__DIRECTIONS FOR THIS TASK__
From the listing below, pull out every line that contains the word "floor" and copy each one in full.

__SUPPLIED ENTRIES__
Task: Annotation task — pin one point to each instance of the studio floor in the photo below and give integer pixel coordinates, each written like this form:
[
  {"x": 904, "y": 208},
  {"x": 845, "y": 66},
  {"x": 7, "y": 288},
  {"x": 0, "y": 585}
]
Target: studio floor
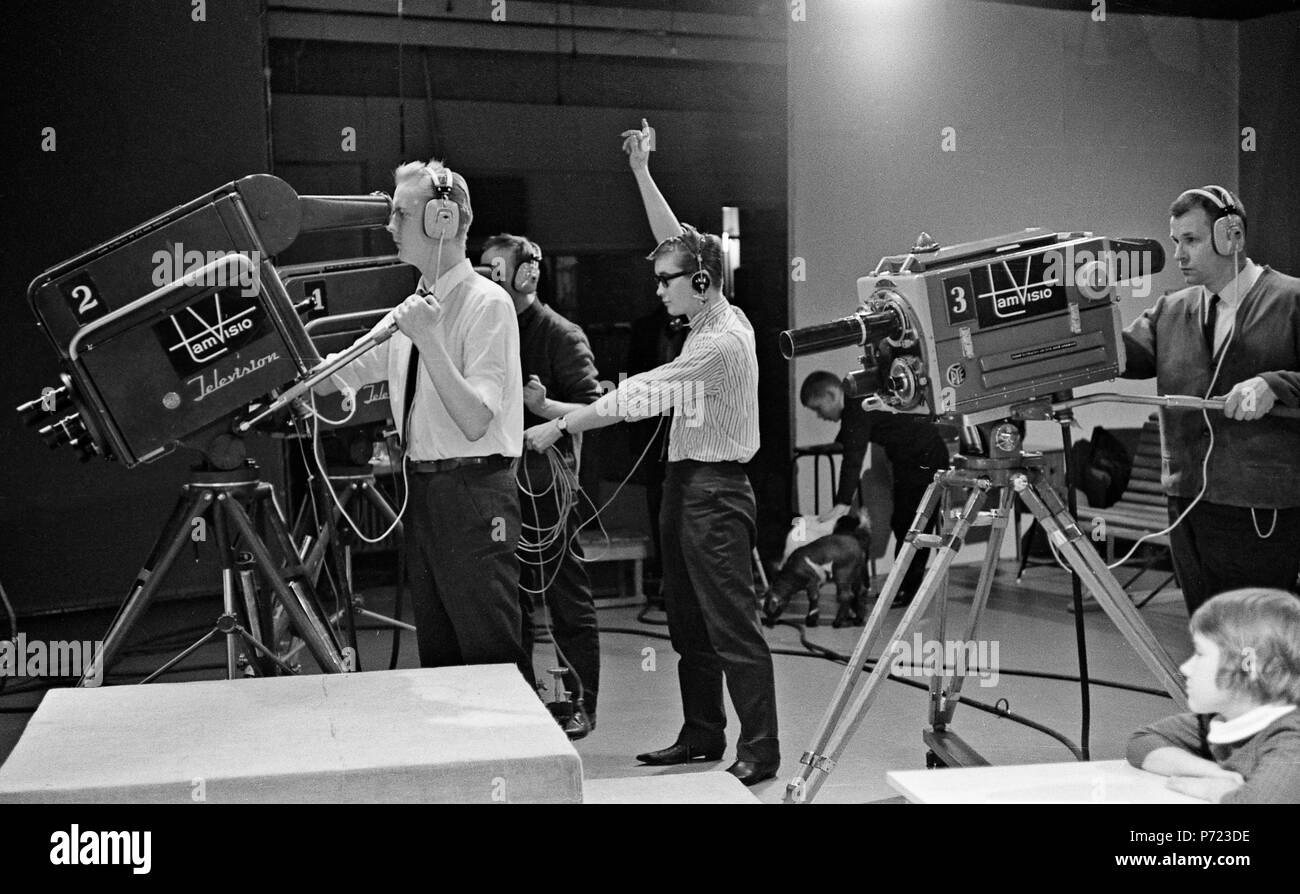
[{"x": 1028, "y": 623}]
--
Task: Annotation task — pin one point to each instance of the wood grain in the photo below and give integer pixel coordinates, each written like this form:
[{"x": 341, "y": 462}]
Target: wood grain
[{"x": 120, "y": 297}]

__RESPONSE__
Task: Annotation task — pin one point to each instance of the studio floor in the photo below and give integer pixel coordinates, each written like this form:
Target: studio floor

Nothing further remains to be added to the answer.